### Problem
The lines to extract begin at the one containing "track in the photo above." and run to the end of the listing; set them down exactly and alone.

Point labeling examples
········

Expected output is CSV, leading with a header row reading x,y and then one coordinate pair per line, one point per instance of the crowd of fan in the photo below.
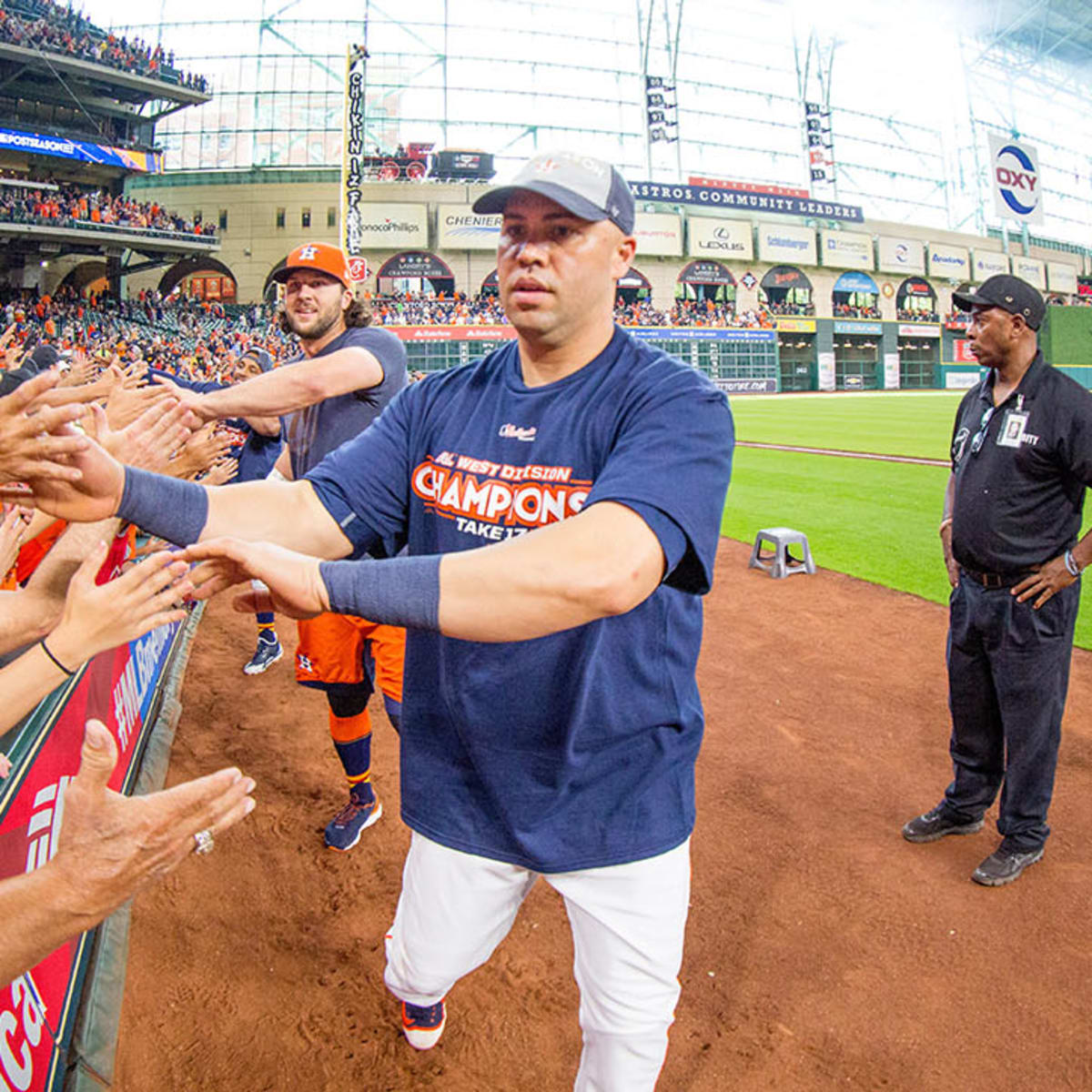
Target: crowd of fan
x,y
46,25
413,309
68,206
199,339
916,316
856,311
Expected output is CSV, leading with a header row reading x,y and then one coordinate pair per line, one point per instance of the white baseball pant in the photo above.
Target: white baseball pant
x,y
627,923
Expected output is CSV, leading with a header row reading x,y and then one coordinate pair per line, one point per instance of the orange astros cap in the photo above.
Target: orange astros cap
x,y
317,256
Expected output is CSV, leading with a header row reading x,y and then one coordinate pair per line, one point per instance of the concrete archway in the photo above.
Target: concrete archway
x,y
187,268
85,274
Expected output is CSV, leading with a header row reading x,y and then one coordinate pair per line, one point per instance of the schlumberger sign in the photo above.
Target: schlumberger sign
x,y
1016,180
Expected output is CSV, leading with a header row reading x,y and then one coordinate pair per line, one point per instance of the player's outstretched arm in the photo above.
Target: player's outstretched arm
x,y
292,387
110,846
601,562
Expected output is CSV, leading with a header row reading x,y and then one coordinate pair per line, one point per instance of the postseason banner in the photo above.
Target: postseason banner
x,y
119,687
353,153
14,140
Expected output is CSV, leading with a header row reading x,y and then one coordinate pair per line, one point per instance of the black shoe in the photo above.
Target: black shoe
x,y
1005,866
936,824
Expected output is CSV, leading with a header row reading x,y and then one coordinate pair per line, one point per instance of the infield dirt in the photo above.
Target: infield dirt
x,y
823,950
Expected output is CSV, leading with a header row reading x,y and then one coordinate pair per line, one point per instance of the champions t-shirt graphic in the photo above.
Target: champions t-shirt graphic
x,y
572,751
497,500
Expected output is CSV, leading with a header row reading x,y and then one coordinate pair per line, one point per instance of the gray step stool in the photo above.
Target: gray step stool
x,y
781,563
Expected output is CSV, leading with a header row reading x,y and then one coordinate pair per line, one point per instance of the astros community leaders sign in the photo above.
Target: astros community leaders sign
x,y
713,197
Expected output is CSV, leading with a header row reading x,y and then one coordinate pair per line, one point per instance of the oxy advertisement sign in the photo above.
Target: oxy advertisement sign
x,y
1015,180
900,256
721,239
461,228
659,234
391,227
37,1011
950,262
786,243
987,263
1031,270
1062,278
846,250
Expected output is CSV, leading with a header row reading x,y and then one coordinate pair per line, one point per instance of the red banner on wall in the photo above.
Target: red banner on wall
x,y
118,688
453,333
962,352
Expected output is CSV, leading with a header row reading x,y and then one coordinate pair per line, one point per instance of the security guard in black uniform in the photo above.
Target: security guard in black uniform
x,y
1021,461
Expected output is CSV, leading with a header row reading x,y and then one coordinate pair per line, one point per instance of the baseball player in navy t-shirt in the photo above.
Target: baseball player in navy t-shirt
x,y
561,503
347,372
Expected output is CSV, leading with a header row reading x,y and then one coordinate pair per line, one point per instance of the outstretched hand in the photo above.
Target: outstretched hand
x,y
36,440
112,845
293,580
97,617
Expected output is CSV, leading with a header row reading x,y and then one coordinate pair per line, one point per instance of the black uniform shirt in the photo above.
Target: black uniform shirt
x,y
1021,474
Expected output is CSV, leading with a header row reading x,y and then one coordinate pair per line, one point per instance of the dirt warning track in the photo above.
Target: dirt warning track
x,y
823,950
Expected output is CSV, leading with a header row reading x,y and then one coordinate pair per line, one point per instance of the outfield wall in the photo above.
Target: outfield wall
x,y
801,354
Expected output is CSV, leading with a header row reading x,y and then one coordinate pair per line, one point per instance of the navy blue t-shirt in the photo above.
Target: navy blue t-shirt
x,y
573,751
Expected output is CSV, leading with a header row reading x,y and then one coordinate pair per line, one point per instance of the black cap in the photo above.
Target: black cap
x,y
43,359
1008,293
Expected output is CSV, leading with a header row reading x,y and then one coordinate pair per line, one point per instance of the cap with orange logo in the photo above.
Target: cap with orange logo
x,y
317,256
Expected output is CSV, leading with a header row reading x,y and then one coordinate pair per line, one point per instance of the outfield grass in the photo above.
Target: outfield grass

········

### Worked answer
Expected output is CSV, leading with a header row reading x,y and then one coordinate pair per line, one point per instance of the dirt warning track in the photo above.
Target: dirt warning track
x,y
823,950
Expected output is CSV, leading with a header row reading x,y and then one coordinate pair per line, one point per instance of the outfield wall in the photo above.
Target: outfield wall
x,y
801,354
Expected output is CSV, leading with a header row reading x,y and then one coordinate pair per line, one point per instance of the navy blue t-shirt in the photo above.
Target: navy blue t-shirt
x,y
573,751
Expected output is CSV, leading with a header row reading x,y and then one coordinate pair per line, one point per instance of the black cap in the photo above.
Target: black cap
x,y
43,359
1008,293
Expected output is CSV, leading with a header row reading x,y and then one coordinate pair per line, one point per instance of the cap with orange logo in the photo above.
Target: cap with orange logo
x,y
317,256
Expected output is CSV, leading with a header row reading x,y and then one coordinate pair per line, one point per instance of the outfield grass in the photo above.
Target: outfield grass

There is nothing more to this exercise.